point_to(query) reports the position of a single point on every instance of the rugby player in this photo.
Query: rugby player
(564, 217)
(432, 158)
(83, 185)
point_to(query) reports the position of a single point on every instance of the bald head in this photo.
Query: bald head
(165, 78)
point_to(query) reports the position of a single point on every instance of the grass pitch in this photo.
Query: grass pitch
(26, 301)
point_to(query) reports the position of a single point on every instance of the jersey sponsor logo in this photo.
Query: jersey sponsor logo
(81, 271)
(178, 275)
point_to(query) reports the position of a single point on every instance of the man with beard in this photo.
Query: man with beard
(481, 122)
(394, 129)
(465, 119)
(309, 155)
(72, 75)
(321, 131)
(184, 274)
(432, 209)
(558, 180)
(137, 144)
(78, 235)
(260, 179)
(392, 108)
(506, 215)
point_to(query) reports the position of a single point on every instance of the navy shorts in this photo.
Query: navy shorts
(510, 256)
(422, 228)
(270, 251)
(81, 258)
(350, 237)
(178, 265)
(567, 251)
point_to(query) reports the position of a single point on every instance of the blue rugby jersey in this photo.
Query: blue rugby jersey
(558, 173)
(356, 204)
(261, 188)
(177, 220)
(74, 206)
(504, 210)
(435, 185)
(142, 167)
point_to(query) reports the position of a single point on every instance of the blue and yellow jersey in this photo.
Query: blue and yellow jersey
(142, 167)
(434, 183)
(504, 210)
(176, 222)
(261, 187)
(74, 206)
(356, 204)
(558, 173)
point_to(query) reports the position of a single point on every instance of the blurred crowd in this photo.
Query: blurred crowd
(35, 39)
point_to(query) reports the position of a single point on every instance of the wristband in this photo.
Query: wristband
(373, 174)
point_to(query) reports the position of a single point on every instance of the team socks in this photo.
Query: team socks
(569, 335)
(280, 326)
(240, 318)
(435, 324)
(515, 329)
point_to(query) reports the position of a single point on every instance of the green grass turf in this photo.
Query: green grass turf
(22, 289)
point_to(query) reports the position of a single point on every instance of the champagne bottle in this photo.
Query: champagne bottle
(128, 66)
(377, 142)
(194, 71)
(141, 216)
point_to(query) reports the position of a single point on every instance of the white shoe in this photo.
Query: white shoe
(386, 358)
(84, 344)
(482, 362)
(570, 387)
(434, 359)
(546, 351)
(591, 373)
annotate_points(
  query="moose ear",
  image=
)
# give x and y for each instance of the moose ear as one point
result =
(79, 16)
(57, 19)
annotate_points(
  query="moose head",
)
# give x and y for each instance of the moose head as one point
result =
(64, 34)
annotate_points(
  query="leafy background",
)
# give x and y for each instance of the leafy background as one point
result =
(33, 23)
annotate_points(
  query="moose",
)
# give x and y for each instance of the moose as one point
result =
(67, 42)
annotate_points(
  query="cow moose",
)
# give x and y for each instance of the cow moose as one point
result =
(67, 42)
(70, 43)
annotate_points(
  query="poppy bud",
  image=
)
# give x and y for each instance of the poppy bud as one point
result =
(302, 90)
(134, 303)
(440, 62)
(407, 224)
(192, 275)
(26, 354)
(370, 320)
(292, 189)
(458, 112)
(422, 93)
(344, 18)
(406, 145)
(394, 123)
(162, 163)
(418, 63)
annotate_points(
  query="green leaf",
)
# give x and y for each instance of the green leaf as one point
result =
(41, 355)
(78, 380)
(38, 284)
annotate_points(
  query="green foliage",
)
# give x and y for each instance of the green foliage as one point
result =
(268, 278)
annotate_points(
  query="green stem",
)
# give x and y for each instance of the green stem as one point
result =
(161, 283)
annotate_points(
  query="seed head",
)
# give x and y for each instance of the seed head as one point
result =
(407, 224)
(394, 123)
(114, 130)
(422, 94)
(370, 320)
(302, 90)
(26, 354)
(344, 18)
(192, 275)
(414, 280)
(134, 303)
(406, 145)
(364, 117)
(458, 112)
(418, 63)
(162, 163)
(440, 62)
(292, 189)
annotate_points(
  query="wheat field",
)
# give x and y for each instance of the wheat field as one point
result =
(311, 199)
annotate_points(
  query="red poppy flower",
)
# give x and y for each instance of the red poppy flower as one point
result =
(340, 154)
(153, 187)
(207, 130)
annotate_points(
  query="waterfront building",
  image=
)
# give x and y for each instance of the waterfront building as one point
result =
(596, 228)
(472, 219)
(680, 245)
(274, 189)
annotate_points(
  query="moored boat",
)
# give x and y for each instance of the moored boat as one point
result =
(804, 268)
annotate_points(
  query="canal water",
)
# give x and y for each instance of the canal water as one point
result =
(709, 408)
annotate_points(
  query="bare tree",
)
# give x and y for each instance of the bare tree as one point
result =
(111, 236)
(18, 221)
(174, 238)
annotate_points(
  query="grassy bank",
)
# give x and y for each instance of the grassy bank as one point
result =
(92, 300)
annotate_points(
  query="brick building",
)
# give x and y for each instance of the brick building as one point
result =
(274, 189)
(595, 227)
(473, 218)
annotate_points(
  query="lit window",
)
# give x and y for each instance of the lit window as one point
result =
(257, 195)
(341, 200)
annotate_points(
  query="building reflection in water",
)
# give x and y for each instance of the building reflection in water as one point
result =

++++++++++

In the records above, how many lines contain the string "building"? Only that number should be written.

6